Stockholm's startup scene, Part 1: A conversation with Legora founder Max Junestrad
February marked my first trip to Stockholm where I had a series of chats with the great and good of Swedish tech.
So far, my work has appeared in Euronews and the Financial Times (and there is more to come).
But given that those proud publications (rightly) want reported features rather than long interviews with founders or my musings about Nordic tech, I decided to launch this newsletter for the lattter.
Over the next few weeks, I will share long form interviews with the founders of all of Swedish tech startups that you will want to hear from (except for Lovable, who turned me down 😦) as well as several clued-up VCs.
Once I've exhausted Sweden I'm coming for Europe's other tech hubs. Got a suggestion? Let me know here and I'll get on the Ryanair website.
But for now, I'm in my cabin on the Mälardrottningen and the river outside is frozen solid, and from time to time, ice skaters pass under the portholes.
It is 4 pm here in Stockholm and I am waiting for Max Junestrad, founder of Legora, to log on from San Francisco.
And here he is...


Legora's Max Junestrad: 'We are not here to come second'
(A few quotes from this interview appeared in the Financial Times on March 5.)
When AI giant Anthropic unveiled a legal plugin that would allow firms to automate tasks such as compliance, briefings and document reviewing in February 2026, the shares of publishers, legal data firms and software companies plunged on European exchanges.
But as pundits began to predict the imminent death of software as a service (Saas) under the LLM juggernaut, one legal tech founder went the other way. Commenting on LinkedIn, Legora founder Max Junestrad congratulated Anthropic instead.
“There is an important difference between a plugin and operating a collaborative, matter-centric, production-grade platform used by hundreds of the world's leading legal teams,” Junestrad posted just hours after the announcement and market reaction.

### Exercise instructions
In the Stockholm startup text, from which city does Legora founder Max Junestrad log on for the interview? The material after the Stockholm startup text isn't needed for anything here.

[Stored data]
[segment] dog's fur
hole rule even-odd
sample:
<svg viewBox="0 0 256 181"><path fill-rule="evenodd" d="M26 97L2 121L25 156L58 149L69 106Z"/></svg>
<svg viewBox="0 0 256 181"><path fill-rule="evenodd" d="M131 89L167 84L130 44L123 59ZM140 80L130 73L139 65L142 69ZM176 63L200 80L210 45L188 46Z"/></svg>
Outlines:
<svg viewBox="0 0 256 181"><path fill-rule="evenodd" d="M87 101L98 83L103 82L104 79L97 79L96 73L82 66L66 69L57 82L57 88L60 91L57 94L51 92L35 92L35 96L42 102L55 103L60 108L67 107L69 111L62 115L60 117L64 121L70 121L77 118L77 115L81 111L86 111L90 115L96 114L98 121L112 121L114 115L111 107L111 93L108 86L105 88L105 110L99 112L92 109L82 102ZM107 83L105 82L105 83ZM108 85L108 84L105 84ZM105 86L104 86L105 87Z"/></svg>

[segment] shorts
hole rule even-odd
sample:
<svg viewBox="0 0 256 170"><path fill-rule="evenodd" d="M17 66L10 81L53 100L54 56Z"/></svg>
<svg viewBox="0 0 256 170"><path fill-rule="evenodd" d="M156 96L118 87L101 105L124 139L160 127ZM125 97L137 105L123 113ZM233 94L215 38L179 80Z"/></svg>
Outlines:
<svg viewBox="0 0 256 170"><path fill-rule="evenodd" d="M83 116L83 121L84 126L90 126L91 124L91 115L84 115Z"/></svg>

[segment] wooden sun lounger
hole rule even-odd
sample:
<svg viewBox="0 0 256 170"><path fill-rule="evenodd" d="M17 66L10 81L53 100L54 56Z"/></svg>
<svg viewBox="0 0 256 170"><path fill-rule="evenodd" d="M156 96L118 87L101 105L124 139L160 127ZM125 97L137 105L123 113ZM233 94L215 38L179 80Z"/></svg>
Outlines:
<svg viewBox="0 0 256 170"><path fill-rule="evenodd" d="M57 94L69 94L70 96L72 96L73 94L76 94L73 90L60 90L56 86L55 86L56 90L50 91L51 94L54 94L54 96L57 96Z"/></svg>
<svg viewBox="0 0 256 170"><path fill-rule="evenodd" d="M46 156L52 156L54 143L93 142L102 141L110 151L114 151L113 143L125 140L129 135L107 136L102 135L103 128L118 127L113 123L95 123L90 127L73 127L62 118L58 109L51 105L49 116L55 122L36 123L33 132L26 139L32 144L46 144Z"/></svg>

### Solution to this exercise
San Francisco